▶ **Instructions for the task**
Reproduce the whole listing below word for word, leaving out the pictures.
»»
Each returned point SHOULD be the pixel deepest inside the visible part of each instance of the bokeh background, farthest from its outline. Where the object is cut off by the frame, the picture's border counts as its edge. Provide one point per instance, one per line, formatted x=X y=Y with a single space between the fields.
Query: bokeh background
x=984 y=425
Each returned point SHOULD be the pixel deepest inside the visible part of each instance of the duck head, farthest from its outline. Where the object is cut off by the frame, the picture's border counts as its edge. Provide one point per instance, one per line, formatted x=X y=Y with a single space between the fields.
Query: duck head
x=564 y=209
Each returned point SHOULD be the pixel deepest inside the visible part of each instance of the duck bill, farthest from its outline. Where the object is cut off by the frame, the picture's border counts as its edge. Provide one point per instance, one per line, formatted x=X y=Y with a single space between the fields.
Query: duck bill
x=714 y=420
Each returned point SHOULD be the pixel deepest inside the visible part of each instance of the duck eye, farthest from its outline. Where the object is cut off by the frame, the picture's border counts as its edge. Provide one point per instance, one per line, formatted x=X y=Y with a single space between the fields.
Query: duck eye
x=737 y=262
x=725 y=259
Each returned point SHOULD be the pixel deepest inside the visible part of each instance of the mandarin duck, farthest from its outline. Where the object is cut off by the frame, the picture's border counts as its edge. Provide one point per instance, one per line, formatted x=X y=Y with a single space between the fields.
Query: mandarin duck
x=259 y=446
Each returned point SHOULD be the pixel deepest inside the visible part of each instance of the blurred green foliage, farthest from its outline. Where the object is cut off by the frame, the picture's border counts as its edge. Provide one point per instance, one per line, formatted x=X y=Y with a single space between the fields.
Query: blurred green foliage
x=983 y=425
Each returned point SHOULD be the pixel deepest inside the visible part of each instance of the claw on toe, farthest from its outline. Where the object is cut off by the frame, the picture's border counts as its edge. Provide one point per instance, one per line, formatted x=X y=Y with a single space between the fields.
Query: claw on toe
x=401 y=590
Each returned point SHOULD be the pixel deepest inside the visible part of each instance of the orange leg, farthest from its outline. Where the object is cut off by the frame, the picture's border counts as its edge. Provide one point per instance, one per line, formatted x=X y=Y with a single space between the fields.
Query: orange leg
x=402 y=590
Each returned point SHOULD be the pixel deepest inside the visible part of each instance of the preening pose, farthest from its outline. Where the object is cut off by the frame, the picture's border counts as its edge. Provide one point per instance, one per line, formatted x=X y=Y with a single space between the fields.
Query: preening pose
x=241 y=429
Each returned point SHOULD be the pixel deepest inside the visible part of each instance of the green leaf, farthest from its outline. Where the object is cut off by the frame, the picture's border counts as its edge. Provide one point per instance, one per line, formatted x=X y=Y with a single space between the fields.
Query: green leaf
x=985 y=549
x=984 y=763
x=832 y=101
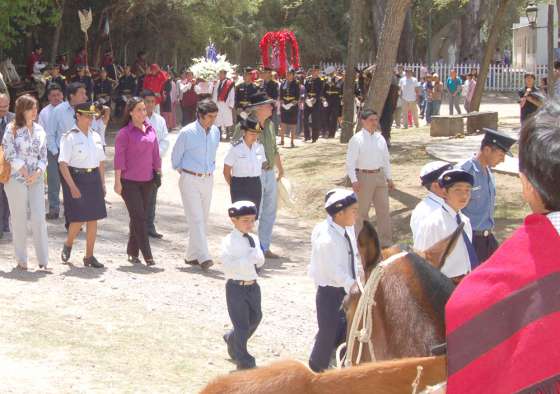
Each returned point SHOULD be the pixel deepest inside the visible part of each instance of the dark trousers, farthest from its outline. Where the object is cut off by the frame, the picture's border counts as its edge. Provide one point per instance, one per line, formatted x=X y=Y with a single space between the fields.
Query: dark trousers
x=244 y=308
x=484 y=246
x=151 y=213
x=332 y=326
x=4 y=210
x=136 y=196
x=312 y=122
x=189 y=115
x=246 y=189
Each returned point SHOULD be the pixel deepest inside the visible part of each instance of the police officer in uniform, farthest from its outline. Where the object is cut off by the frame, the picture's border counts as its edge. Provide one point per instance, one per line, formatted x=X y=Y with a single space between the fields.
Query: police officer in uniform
««
▶ **Solution to this task**
Each returned point SHOULD be the pixel deepest inside the visible part of each instance of the bokeh background, farthest from its outline. Where the object is cut off by the frame, the picture's border counts as its edge. Provide one point per instance, one per line, formatted x=X y=Y with a single space between the fields.
Query: bokeh background
x=984 y=425
Each returned point SHOULD be the pixel deepest inside the visible part of each instance of the duck head, farthest from its outline. Where the object is cut off by the frame, the picture's border counts as its edge. Provide one point per instance, one per line, formatted x=X y=Y with a single space between the fields.
Query: duck head
x=564 y=209
Each returned point SHOULD be the pixel deepest inside the visible part of each instance of the duck bill, farthest from its outline. Where the object is cut off by the frame, the picture's border counts as its edge. Provide one point per instance, one per line, formatted x=X y=Y with a single space between the fields.
Query: duck bill
x=714 y=420
Each returned point SHOULD be the pixel deepest inside the visible part of each instance of the duck eye, farthest from its outline. Where the object is cut off by the frame, the picture's border counts as its edge. Provide one point per instance, one per line, formatted x=X y=Y with a single space between the fields.
Query: duck eye
x=737 y=262
x=725 y=259
Each returned point SHOULD be the pixel deepest inside the visible part of each instance of the mandarin duck, farthest from its outline. Where the object is cut off by the frame, the picture's border counts as its edge. Provide one point per instance, one per line, formatted x=X y=Y with a single space between the fields.
Query: mandarin duck
x=259 y=446
Each returned point SHOULD be the pixel deepest inside the visible part of each instance of the blurred green foliage, farthest from its outline. Where the object is cut off by the frame, the picture's border counts as its edge. Provide one point per instance, one per line, formatted x=X y=Y with a single space between the fields.
Query: blurred green foliage
x=983 y=425
Each returned point SHOULD be the pixel deepest inside the visible part of each instance of the claw on toe, farthest from its outline. Where the object is cut off by the frame, the picture's border counts as its edge. Provide one point per instance, one per line, formatted x=X y=Y with a single space between the fields.
Query: claw on toe
x=401 y=590
Each returned point SHOULD be the pixel deepest inside the visible part of each instance of the orange leg, farthest from its outline. Where the object is cut off by the frame, the picture's border counts as its edge. Provide one point per instance, one per line, formatted x=X y=Y with a single space between the fields.
Query: orange leg
x=402 y=590
Each returned point SHOULD be the pixel deepest inside the visible part of each instance of the preening pose, farthest from its outline. Where the object is cut off by the frame, the picture's border counts as its edge. Provide one point per instance, one per line, formatted x=X y=Y with a single space between the fields.
Query: preening pose
x=241 y=429
Each returned point SHOULD be the pixel deepest inside the visible part of each instance of the green leaf, farthest from its outline. Where the object is cut off by the frame, the picture's border counts as its edge. Provide one point per instance, one per line, formatted x=X y=Y with a single space between the fields.
Query: green leaf
x=985 y=549
x=984 y=763
x=832 y=101
Each returned point SHOULD be the pixel deepest inside the visible part of each instance of the dark trousers, farthest from its outline. Where the object is cut off by the frame, the picture's border counts as its edge. Provide one point per instance, one per line, formatted x=X y=Y with a single space between the fields.
Query: dark trousers
x=244 y=308
x=484 y=246
x=151 y=213
x=332 y=326
x=4 y=210
x=136 y=196
x=312 y=122
x=189 y=115
x=246 y=189
Each returned point SHOULD be the pixel deepest inside the visible part of each instance of the police officer in uniform, farthest from its outline. Where the object is cut off by the frame, the picture's border counts as its edge. Provide one point per instance, one per line, formatted x=X y=Y with a single space between the fields.
Query: police officer in uniform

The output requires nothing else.